- _What to work on_:
In the records below, change "char marks" to "grill marks" and leave everything else unchanged. Leave the pictures out of your copy.

--- Start Provided material ---

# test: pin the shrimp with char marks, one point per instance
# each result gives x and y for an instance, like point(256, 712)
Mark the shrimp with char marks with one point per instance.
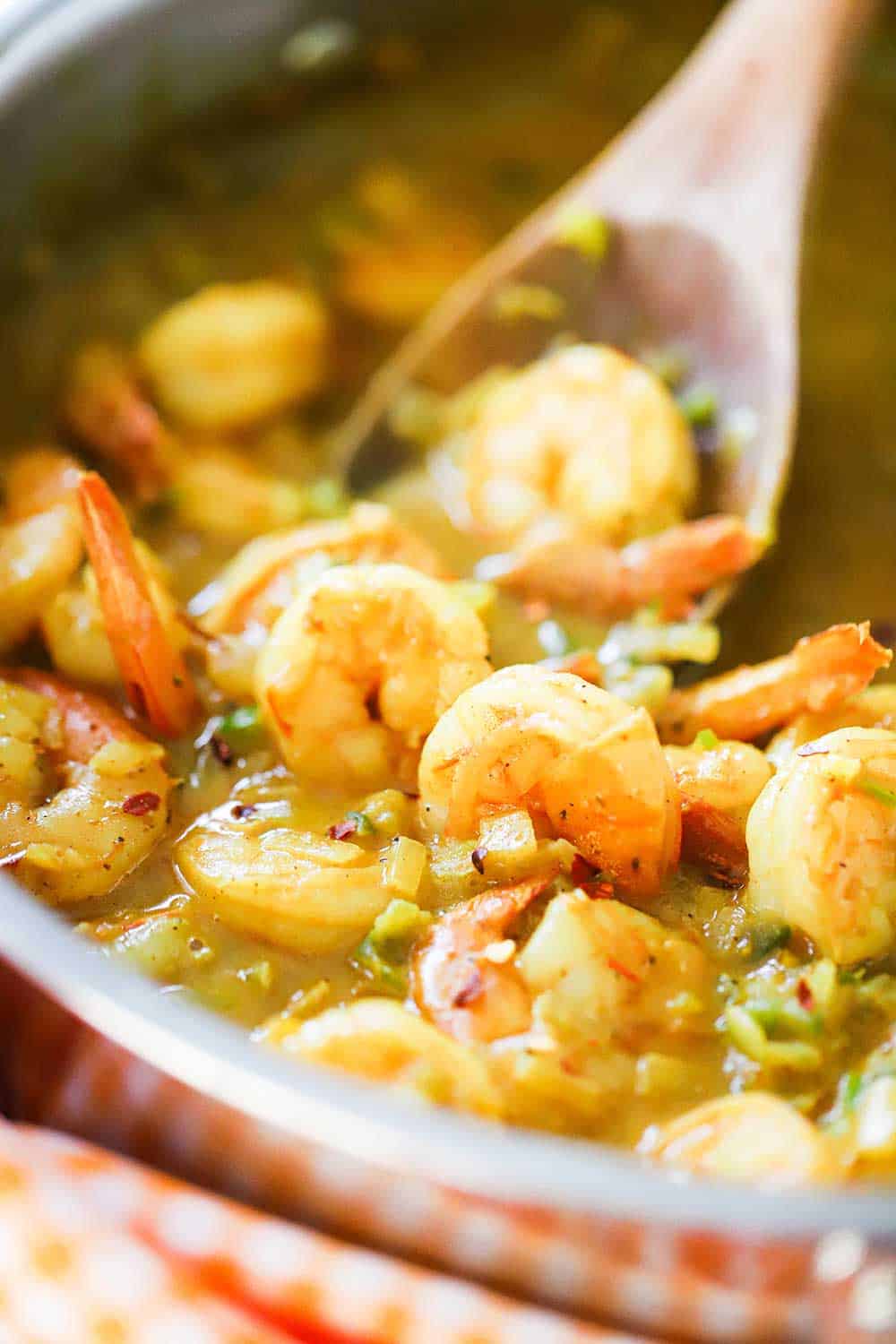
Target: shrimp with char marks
point(359, 668)
point(83, 795)
point(815, 676)
point(587, 435)
point(823, 844)
point(583, 763)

--- End Provided material ---

- _Task answer_:
# test: pin the shrimp with grill marks, one point per instance
# each result gives x and y for an instance, like point(256, 712)
Mark the shrimp with grill marks with one point per instance.
Target: shrimp with grill marks
point(359, 668)
point(83, 795)
point(815, 676)
point(587, 435)
point(823, 844)
point(583, 763)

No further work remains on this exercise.